### Stated task A
According to the appellate decision, how old was the subject child at the time of the hearing?
### Stated task B
Write out the part of the appellate decision starting with "Matter of Braga" and going on through "AND TROUTMAN, JJ.".

### Passage shown
[start]
Matter of Braga v Bell |
2017 NY Slip Op 05348 |
Decided on June 30, 2017 |
Appellate Division, Fourth Department |
Published by New York State Law Reporting Bureau pursuant to Judiciary Law § 431. |
This opinion is uncorrected and subject to revision before publication in the Official Reports. |
Decided on June 30, 2017 SUPREME COURT OF THE STATE OF NEW YORK Appellate Division, Fourth Judicial Department
PRESENT: CENTRA, J.P., LINDLEY, DEJOSEPH, NEMOYER, AND TROUTMAN, JJ.
825 CAF 16-01574
v
JODI ANN BELL, RESPONDENT-RESPONDENT.
LISA M. FAHEY, EAST SYRACUSE, FOR PETITIONER-APPELLANT.
FRANK H. HISCOCK LEGAL AID SOCIETY, SYRACUSE (DANIELLE K. BLACKABY OF COUNSEL), FOR RESPONDENT-RESPONDENT.
ANDREW S. GREENBERG, ATTORNEY FOR THE CHILD, SYRACUSE.
Appeal from an order of the Family Court, Onondaga County (Salvatore Pavone, R.), entered March 31, 2016 in a proceeding pursuant to Family Court Act article 6. The order, inter alia, granted primary physical custody of the parties' child to respondent.
It is hereby ORDERED that the order so appealed from is unanimously modified on the law by awarding petitioner primary physical custody of the parties' child and vacating the 2nd through 12th ordering paragraphs and as modified the order is affirmed without costs, and the matter is remitted to Family Court, Onondaga County, for further proceedings in accordance with the following memorandum: In this proceeding pursuant to Family Court Act article 6, petitioner father appeals from an order that, inter alia, granted respondent mother primary physical custody of the subject child, who was eight years old at the time of the hearing. The mother had primary physical custody of the child pursuant to an informal arrangement between the parties. There was no prior court order determining custody.
[end]
### Rows from a dataset
[start]
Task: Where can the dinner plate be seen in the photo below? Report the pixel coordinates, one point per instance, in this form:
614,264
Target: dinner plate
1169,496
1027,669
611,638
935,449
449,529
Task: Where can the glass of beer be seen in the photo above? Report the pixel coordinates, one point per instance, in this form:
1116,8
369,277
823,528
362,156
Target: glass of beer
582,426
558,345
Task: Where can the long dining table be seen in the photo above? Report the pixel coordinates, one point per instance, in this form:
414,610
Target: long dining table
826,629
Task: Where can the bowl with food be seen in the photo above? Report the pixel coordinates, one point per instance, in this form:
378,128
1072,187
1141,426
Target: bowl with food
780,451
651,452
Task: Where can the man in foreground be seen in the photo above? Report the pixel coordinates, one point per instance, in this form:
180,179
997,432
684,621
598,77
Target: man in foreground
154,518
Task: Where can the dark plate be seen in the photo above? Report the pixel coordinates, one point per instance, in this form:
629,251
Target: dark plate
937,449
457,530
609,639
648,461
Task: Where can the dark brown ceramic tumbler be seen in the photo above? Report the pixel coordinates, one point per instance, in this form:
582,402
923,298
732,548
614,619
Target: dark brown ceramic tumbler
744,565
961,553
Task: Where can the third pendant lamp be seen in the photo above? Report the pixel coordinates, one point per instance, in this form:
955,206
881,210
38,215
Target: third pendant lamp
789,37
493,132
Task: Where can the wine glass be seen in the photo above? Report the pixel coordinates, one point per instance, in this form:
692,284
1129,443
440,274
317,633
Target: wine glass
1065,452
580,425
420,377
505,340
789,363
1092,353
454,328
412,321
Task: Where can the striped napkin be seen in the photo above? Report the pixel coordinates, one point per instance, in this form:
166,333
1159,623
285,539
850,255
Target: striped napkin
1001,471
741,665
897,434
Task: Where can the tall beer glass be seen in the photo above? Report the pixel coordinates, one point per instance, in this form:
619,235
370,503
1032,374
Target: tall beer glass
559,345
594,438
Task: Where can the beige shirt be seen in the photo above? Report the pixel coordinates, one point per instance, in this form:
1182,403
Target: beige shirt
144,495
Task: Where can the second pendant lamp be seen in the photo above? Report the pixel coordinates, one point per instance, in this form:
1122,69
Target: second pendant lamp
[end]
### Exercise solution A
Eight years old.

### Exercise solution B
Matter of Braga v Bell |
2017 NY Slip Op 05348 |
Decided on June 30, 2017 |
Appellate Division, Fourth Department |
Published by New York State Law Reporting Bureau pursuant to Judiciary Law § 431. |
This opinion is uncorrected and subject to revision before publication in the Official Reports. |
Decided on June 30, 2017 SUPREME COURT OF THE STATE OF NEW YORK Appellate Division, Fourth Judicial Department
PRESENT: CENTRA, J.P., LINDLEY, DEJOSEPH, NEMOYER, AND TROUTMAN, JJ.